[TASK REQUIREMENTS]:
1) Repeat word for word the passage of the reader comments from "I am glad that" to "fame. Small world.".
2) Gather each line of the rows that contains the string "wall".

I am glad that my husband and I settled in an area with a diverse population. The company in which I work is very diverse – about 25% of employees are immigrants and about half are not caucasian. My kids have friends of different races, ethnicities, backgrounds. Where I grew up near Nashville in a white community and was sent to a fundamentalist Christian school due to a rumor that our area was going to be bused to a minority neighborhood school (it didnt happen), my kids think racism is abhorrent and ignorant.
I knew a guy in college whose family had owned and sold the Ohio Art Company of Etch A Sketch fame. Small world.
You’re lucky OC. My husband and I ended up in Bryan, Ohio due to him searching for a maintenance position. Long story short: we were in the ministry for a short period of time and unfortunately (actually fortunately!) did not work out. He was experienced in fixing things and we ended up in Bryan. He’s got a journeyman maintenance card and now works as a maintenance electrician.

[INPUT]:

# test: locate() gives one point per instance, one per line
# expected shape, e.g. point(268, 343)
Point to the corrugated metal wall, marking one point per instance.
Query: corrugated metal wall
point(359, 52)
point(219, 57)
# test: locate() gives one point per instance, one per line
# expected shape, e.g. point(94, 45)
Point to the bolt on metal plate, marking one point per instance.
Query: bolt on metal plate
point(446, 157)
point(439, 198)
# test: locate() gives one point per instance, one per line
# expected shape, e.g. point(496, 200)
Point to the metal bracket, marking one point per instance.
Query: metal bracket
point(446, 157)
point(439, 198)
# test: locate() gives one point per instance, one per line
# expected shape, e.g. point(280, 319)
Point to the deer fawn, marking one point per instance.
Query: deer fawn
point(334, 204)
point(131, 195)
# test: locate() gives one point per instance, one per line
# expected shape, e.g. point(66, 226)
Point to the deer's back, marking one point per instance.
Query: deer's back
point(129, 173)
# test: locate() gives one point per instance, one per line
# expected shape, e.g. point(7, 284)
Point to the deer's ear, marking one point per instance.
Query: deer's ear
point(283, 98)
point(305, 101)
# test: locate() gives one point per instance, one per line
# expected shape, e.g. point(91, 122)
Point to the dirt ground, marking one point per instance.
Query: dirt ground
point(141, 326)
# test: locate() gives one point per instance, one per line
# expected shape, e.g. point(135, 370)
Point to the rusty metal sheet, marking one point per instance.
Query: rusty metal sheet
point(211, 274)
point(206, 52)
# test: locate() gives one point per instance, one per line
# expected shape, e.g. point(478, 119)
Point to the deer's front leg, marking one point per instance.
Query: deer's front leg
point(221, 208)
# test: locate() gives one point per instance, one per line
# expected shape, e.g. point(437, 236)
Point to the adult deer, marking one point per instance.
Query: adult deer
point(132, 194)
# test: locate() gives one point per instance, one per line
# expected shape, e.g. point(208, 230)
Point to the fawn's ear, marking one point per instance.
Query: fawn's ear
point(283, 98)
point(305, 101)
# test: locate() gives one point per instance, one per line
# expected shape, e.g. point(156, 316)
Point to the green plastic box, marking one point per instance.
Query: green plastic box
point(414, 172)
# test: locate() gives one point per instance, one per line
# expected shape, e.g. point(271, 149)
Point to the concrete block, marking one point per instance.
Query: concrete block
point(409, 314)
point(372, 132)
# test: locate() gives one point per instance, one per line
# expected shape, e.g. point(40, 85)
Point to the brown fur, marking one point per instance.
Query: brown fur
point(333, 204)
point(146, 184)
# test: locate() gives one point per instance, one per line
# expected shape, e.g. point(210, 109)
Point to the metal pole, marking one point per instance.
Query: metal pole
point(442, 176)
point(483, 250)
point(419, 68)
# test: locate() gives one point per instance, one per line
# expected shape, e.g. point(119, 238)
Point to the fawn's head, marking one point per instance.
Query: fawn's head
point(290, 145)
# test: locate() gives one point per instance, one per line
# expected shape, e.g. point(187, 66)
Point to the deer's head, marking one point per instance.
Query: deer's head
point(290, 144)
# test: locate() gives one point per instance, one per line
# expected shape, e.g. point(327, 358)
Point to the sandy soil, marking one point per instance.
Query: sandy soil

[EXERCISE RESULTS]:
1)
I am glad that my husband and I settled in an area with a diverse population. The company in which I work is very diverse – about 25% of employees are immigrants and about half are not caucasian. My kids have friends of different races, ethnicities, backgrounds. Where I grew up near Nashville in a white community and was sent to a fundamentalist Christian school due to a rumor that our area was going to be bused to a minority neighborhood school (it didnt happen), my kids think racism is abhorrent and ignorant.
I knew a guy in college whose family had owned and sold the Ohio Art Company of Etch A Sketch fame. Small world.

2)
Point to the corrugated metal wall, marking one point per instance.
Query: corrugated metal wall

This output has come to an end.